POV: Don’t Let Your Structure Keep Fighting Your Talent 

Frameworks can certainly help, but they’re not enough. See how a product operating model changes the game.

Published By Eric Chang
POV: Don’t Let Your Structure Keep Fighting Your Talent 

Your teams are brilliant.  

They’re solving complex customer problems, building innovative solutions, and creating real value every day. But they’re fighting your organizational structure to do it. 

Organizations have invested billions in Agile implementations, scaling frameworks, and DevOps programs, yet talented professionals still spend more time in coordination meetings than creating customer value.  

The digital change landscape is littered with initiatives that promise to unleash potential but instead add layers of complexity. 

Here’s why: these frameworks optimize team performance within existing organizational constraints. They make project handoffs smoother and sprint planning more efficient, but they can’t eliminate the root cause – temporary team formations that require constant coordination overhead. 

A product operating model addresses what most frameworks cannot touch: the organizational structure itself. 

Instead of helping teams work better within project-based constraints, a product operating model removes those constraints entirely. Teams become permanent, cross-functional units that own complete customer outcomes rather than temporary groups that execute project requirements. 

While frameworks change how teams operate, a product operating model changes how businesses operate.  

It changes organizational basics — such as funding decisions, team structures, and success metrics — so your teams get the system they need to truly thrive, not another process to follow.

SOURCE MATERIAL -
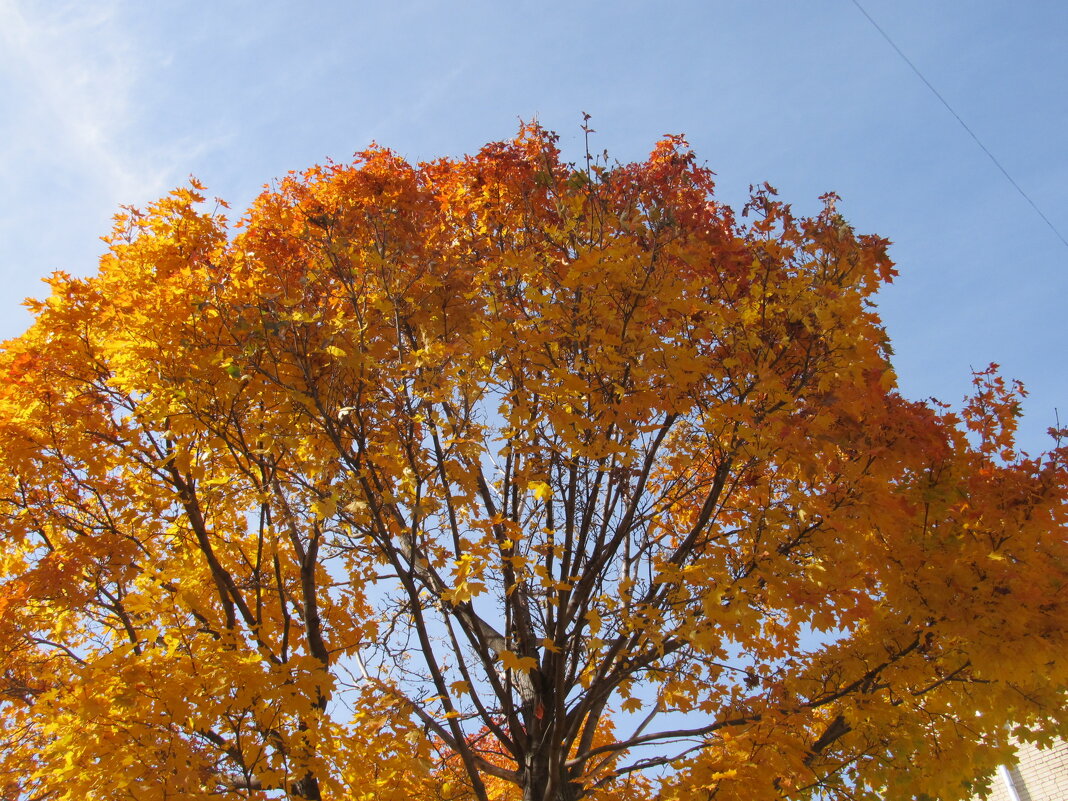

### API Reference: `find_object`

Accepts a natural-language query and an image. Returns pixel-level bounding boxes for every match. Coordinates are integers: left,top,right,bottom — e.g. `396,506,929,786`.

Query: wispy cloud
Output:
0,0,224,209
--
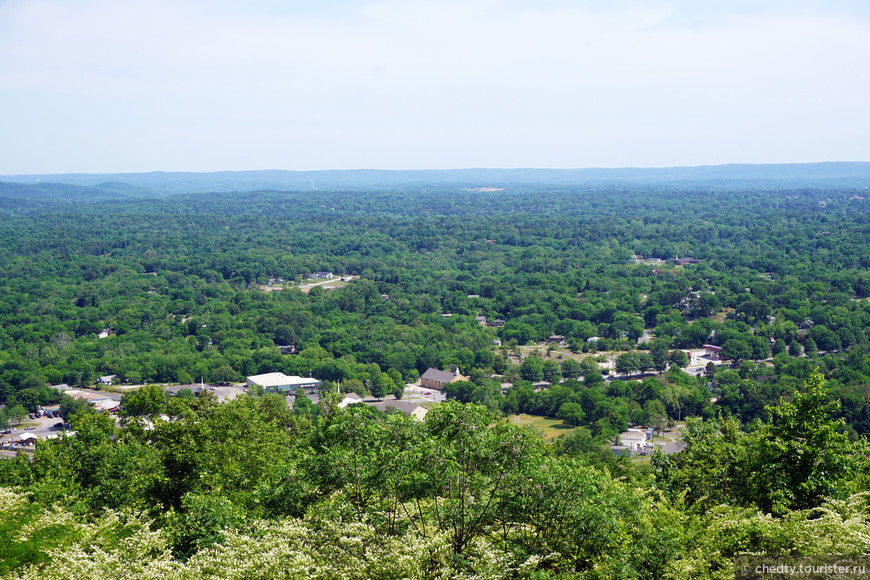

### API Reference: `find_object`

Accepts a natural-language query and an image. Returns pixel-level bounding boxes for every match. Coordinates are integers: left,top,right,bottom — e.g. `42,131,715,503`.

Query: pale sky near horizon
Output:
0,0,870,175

TASK INSTRUCTIONS -
A) Replace "brilliant" with "talented" in the text on product operating models, and write out the passage between "Your teams are" and "structure to do it.", inclusive.
B) According to the text on product operating models, what do teams become under such a model?

SOLUTIONS TO EACH TASK -
A)
Your teams are talented.  

They’re solving complex customer problems, building innovative solutions, and creating real value every day. But they’re fighting your organizational structure to do it.

B) Permanent, cross-functional units that own complete customer outcomes.